[Object point labels]
· · · ·
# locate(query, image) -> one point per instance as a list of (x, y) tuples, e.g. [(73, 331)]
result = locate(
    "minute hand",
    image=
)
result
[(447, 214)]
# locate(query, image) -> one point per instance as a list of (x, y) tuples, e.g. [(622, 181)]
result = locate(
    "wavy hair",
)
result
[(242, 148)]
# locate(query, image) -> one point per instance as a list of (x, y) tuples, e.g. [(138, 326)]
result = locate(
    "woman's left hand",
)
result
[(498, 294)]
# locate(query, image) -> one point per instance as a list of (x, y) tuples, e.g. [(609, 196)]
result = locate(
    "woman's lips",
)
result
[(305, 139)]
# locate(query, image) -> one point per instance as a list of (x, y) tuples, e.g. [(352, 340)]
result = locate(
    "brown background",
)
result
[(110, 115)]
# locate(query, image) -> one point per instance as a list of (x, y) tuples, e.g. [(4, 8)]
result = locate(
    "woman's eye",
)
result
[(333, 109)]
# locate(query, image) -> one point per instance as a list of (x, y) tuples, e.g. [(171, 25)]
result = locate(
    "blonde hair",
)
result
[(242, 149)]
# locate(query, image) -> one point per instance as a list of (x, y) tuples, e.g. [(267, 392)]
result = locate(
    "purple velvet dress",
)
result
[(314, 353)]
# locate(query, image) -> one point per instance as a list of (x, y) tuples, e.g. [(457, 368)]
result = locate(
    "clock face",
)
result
· · · ·
THE REQUEST –
Copy out all of the data above, line for line, without changing anything.

EXERCISE ANSWER –
# locate(query, image) -> one point per instance as a list of (x, y) tuples, e.g. [(73, 331)]
result = locate(
    "minute hand",
    image=
)
result
[(447, 214)]
# locate(query, image) -> one point per instance as a list of (x, y) tuples, e.g. [(622, 181)]
result = locate(
    "wavy hair",
)
result
[(242, 148)]
# locate(query, image) -> one point per instance as a list of (x, y) tuples, e.g. [(138, 326)]
result = locate(
    "woman's left hand",
)
result
[(498, 294)]
# locate(query, image) -> one point per instance as a list of (x, y) tuples, e.g. [(609, 196)]
result = locate(
    "woman's lips",
)
result
[(305, 139)]
# locate(query, image) -> one point per instance as a list of (x, y) tuples, e.g. [(352, 340)]
result = locate(
    "brown background",
)
result
[(110, 115)]
# locate(query, image) -> one point per instance as a list of (x, y) tuples, e.g. [(4, 8)]
result = locate(
    "woman's eye",
)
result
[(333, 109)]
# locate(query, image) -> one point per instance as a list of (x, y) tuples, e.g. [(171, 25)]
result = locate(
    "blonde hair",
)
result
[(242, 149)]
# locate(query, image) -> one point per instance as a list of (x, y) tuples, e.g. [(267, 392)]
result = locate(
    "purple velvet dress",
)
result
[(314, 353)]
# locate(query, image) -> one point per instance as a list of (x, y) tuples, e.g. [(457, 368)]
result = locate(
    "clock face",
)
result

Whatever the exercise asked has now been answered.